=== Passage shown ===

Prof Masupe indicated this during a media update organised BITRI last week, allaying fears that Botswana’s poor ranking in ICT adoption and innovation capability would deter Botswana from achieving its knowledge based economy status, as government has pronounced.  
Masupe was briefing the media on the projects that BITRI is embarking on, highlighting that BITRI conducted its mid- term strategy review in February 2019 with an objective to take into cognizance the changes within the political, social, economic and technological environments within which BITRI exists since the formation of its first strategy in 2016.

BTIRI has a number of projects it is pursuing, including Kgalagadi Sand Building Block/Brick technology project, which BITRI is envisaged to set up twenty-nine (29) depots across the country by the end of the rollout phase. The creative technology relating to work has been patented, according to Masupe, with Kago Phepa Pty Ltd, a local company, being licensed by BITRI to manufacture the KSBB blend and supply the depots. BITRI has come up with a technology for the manufacturing of quality and affordable blocks/bricks using Kgalagadi sand as the aggregate and KSBB-specific cement blend as a binder.

=== Provided records ===

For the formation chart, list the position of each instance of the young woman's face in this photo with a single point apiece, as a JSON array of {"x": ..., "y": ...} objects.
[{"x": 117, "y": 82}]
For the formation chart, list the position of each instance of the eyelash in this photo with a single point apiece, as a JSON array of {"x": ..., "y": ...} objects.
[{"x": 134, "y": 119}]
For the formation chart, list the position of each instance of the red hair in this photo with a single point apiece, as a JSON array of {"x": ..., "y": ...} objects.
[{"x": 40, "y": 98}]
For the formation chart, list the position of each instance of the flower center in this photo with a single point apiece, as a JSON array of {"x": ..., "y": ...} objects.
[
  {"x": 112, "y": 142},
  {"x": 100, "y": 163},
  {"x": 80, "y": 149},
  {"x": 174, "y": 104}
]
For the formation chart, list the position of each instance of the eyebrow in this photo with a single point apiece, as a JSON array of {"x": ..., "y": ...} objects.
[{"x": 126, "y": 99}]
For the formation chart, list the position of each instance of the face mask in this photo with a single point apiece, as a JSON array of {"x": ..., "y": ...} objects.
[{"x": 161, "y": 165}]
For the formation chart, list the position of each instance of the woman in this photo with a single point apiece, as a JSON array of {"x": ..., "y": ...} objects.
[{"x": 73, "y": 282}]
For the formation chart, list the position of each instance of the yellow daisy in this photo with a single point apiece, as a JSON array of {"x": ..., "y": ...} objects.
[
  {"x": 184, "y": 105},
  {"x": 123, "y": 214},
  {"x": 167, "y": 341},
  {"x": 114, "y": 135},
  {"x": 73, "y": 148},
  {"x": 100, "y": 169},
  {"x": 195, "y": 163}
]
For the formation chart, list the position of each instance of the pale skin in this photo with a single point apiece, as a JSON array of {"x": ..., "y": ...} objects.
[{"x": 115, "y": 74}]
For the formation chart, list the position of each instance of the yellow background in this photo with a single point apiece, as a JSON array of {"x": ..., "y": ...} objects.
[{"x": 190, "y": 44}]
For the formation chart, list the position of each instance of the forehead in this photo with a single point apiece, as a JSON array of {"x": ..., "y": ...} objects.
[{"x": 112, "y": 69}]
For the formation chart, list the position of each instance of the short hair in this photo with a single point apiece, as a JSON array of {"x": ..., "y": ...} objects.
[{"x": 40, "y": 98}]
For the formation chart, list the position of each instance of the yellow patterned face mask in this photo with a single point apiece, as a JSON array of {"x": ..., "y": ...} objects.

===

* **What you need to do**
1. According to the BITRI passage, why did BITRI conduct its mid-term strategy review in February 2019?
2. Rename "depots" to "distribution centers" in the BITRI passage, and give everything from "BTIRI has a" down to "as a binder." with that change made.
3. In the BITRI passage, how many depots is BITRI envisaged to set up across the country by the end of the rollout phase?

* **Answers for this exercise**
1. BITRI conducted the review to take into account the changes in the political, social, economic and technological environments it has operated in since its first strategy was formed in 2016.

2.
BTIRI has a number of projects it is pursuing, including Kgalagadi Sand Building Block/Brick technology project, which BITRI is envisaged to set up twenty-nine (29) distribution centers across the country by the end of the rollout phase. The creative technology relating to work has been patented, according to Masupe, with Kago Phepa Pty Ltd, a local company, being licensed by BITRI to manufacture the KSBB blend and supply the distribution centers. BITRI has come up with a technology for the manufacturing of quality and affordable blocks/bricks using Kgalagadi sand as the aggregate and KSBB-specific cement blend as a binder.

3. Twenty-nine (29) depots.